__What is expected__:
Reproduce word for word the lines from the one containing "Return one point for each instance of the girl." through the one containing "(131, 1271)", including both of those lines.

__Object position labeling entries__:
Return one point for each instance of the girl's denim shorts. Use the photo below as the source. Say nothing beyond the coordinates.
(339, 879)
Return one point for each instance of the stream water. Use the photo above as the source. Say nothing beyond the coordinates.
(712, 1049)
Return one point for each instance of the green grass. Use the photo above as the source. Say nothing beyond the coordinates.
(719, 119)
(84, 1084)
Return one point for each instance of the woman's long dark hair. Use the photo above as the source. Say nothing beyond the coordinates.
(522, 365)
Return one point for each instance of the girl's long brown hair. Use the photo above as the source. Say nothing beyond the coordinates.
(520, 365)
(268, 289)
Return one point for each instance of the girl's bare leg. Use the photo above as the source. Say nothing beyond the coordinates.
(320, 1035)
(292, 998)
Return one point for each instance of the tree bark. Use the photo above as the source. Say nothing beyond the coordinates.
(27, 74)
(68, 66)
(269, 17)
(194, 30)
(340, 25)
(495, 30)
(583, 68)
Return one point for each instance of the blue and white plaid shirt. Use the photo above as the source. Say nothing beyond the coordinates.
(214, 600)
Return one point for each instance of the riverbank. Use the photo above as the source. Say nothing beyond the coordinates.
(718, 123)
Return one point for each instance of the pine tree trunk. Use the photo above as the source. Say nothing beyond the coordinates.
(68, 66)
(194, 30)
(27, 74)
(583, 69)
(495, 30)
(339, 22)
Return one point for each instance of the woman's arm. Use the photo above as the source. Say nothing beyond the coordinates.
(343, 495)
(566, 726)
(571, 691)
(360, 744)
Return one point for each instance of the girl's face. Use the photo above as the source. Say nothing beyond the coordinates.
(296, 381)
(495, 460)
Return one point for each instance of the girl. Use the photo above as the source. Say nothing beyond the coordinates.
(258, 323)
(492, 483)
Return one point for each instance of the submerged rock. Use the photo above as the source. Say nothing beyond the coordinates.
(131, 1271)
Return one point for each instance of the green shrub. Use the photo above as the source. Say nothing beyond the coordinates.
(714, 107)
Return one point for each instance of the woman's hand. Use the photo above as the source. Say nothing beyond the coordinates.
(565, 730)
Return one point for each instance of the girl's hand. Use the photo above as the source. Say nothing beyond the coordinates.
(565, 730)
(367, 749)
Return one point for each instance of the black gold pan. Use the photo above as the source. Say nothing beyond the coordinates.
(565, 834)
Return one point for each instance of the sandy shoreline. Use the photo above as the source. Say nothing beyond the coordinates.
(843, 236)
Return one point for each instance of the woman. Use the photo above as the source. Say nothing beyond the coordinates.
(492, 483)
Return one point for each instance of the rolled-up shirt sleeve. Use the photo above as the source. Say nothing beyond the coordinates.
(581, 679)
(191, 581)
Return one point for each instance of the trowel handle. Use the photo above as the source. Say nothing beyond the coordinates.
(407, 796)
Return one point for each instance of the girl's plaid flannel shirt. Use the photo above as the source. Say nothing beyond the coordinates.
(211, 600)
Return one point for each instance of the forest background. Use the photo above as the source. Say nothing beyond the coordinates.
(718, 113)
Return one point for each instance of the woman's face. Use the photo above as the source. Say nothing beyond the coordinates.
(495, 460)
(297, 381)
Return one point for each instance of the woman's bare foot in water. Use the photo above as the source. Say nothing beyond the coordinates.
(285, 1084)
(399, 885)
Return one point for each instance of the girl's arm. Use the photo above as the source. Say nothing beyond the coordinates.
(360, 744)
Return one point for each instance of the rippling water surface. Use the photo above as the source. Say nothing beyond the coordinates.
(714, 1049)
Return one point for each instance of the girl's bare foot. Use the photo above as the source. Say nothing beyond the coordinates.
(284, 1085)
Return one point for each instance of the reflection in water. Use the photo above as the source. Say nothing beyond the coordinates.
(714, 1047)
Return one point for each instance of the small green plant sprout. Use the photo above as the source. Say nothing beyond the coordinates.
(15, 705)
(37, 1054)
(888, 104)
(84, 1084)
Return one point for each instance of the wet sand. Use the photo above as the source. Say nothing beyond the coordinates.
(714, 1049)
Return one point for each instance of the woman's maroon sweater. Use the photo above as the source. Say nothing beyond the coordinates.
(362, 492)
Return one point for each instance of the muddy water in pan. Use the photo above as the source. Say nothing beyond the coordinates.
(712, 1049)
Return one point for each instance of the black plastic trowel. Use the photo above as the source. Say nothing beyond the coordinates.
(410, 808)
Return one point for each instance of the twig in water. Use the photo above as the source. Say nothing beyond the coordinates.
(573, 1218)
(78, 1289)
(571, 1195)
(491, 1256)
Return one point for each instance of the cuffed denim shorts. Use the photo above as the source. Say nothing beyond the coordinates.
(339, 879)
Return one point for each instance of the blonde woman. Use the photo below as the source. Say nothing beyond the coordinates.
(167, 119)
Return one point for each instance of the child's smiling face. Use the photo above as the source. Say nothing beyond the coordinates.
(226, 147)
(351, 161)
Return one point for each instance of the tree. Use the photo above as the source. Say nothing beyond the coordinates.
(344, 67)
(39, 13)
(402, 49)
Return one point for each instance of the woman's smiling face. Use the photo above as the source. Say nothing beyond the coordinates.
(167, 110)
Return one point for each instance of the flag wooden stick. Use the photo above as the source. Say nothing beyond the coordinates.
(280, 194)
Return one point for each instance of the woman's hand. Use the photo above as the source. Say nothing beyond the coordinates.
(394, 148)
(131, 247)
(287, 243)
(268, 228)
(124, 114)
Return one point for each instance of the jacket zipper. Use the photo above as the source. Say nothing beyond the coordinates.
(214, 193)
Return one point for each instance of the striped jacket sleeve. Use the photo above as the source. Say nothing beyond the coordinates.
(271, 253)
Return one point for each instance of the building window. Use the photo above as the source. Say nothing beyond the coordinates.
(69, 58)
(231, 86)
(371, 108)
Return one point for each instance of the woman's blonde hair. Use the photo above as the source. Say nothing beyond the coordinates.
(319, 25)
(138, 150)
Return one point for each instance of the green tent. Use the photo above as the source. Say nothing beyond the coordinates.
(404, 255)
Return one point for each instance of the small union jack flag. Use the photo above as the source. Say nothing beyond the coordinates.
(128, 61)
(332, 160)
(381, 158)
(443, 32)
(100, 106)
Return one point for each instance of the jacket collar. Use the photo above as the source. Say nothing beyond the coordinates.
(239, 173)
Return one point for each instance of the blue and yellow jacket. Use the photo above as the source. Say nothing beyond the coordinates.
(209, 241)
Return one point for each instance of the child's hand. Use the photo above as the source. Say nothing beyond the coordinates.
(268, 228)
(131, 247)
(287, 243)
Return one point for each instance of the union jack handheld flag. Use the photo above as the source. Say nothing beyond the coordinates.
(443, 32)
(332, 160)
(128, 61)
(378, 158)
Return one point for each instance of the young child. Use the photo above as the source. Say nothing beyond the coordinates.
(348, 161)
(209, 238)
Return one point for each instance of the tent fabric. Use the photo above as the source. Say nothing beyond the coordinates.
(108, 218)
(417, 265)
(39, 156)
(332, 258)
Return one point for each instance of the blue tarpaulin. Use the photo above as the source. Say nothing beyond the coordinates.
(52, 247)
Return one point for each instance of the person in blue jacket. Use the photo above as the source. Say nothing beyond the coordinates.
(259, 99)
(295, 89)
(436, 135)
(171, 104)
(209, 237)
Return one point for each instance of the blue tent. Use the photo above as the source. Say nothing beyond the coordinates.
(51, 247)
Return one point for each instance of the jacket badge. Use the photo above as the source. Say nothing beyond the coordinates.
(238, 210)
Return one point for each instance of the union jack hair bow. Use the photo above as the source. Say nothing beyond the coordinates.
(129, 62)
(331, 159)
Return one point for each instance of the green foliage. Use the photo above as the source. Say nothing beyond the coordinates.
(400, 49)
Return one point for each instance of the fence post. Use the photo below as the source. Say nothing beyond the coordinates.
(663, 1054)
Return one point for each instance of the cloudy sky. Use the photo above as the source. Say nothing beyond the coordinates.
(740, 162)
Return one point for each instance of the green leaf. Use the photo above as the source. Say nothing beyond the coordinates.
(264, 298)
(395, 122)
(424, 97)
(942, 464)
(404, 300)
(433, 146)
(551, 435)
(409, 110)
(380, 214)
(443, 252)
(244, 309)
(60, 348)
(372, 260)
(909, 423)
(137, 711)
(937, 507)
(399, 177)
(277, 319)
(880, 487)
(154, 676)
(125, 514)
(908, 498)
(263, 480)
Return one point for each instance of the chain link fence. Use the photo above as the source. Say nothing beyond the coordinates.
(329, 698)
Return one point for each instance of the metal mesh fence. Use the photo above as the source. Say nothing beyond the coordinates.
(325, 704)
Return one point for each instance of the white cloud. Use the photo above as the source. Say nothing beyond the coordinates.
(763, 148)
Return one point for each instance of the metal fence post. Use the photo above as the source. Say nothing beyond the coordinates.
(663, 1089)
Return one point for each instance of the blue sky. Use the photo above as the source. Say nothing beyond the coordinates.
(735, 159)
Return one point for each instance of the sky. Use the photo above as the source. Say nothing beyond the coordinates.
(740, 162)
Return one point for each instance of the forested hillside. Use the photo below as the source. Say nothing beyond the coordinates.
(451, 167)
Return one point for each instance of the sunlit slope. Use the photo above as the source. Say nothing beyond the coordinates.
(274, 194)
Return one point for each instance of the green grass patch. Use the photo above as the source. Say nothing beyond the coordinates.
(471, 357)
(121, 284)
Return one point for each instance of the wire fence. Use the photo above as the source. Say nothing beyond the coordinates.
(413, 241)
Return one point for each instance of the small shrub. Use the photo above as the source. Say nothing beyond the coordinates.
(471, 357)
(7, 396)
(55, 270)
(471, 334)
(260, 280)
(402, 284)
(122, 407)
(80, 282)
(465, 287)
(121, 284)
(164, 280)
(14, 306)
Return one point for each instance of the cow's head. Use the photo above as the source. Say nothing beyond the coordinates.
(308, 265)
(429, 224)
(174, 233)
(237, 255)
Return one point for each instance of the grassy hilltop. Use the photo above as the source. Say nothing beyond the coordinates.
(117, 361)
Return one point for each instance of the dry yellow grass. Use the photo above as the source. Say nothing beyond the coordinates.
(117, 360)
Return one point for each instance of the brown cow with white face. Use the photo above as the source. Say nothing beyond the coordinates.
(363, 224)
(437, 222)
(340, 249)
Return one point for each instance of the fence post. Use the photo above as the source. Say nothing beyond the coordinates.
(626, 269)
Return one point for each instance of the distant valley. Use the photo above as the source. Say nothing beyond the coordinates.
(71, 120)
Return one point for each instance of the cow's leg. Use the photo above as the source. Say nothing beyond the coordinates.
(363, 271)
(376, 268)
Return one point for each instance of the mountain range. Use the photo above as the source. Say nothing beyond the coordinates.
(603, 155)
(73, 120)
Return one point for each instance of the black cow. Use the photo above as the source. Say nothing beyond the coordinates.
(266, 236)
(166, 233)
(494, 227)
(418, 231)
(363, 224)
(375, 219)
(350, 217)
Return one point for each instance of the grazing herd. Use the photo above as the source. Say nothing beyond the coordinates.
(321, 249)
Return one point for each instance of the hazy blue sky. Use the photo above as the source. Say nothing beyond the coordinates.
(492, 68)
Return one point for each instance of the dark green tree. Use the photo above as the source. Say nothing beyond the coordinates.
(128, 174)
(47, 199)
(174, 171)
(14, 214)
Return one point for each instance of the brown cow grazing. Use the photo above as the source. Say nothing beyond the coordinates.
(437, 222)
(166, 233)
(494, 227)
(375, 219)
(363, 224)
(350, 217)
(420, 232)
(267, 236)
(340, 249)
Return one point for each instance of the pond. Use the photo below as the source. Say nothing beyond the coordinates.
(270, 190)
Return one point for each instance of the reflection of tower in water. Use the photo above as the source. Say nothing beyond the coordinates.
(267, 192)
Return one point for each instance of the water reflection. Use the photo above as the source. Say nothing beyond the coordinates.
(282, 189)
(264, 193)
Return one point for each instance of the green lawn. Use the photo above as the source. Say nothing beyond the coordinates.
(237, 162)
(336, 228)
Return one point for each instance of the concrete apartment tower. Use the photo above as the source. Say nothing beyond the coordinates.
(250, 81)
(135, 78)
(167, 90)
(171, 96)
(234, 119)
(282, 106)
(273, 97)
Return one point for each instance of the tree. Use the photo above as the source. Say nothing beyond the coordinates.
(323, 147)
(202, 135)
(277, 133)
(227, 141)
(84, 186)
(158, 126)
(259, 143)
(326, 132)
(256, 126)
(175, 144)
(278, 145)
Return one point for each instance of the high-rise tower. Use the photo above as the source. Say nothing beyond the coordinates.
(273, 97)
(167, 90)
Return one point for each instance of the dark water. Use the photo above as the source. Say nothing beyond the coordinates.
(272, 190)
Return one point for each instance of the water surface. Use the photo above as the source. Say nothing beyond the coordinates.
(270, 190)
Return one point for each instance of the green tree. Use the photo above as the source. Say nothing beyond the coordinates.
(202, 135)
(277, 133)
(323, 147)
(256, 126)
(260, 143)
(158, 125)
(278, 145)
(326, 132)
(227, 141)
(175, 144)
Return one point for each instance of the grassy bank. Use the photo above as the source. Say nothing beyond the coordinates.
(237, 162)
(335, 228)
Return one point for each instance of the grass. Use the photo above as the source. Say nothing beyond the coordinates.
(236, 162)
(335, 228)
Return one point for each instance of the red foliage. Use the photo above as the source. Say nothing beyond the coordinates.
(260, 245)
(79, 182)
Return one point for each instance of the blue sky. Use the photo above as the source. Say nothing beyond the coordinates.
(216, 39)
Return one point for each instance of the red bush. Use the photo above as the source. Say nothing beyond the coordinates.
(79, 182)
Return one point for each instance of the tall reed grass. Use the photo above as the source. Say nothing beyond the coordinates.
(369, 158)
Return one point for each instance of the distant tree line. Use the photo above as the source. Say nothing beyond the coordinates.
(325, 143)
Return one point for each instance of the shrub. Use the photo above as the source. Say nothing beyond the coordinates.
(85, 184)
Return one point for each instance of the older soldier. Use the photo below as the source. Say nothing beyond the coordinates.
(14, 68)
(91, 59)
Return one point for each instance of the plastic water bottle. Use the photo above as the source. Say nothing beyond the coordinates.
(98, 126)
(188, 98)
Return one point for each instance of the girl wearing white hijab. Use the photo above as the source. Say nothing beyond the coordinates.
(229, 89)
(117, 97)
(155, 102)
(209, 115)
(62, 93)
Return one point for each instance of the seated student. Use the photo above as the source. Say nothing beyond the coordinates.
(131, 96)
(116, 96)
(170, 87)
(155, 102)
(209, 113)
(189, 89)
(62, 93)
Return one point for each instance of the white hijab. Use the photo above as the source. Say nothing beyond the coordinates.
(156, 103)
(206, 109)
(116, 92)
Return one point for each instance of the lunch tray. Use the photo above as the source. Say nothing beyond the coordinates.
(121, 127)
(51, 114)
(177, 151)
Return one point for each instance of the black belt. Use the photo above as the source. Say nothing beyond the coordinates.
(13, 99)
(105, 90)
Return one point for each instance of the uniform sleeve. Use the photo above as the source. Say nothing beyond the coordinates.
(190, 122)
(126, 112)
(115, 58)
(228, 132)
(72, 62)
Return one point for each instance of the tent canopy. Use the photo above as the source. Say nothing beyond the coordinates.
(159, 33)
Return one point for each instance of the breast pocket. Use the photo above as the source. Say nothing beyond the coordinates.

__Solved exercise__:
Return one point for each instance of the girl. Use the photo above as the source. Say nothing beyond the coordinates.
(258, 323)
(492, 483)
Return one point for each instance of the submerged rock. Use the photo above as the source. Say nothing beyond the coordinates.
(131, 1271)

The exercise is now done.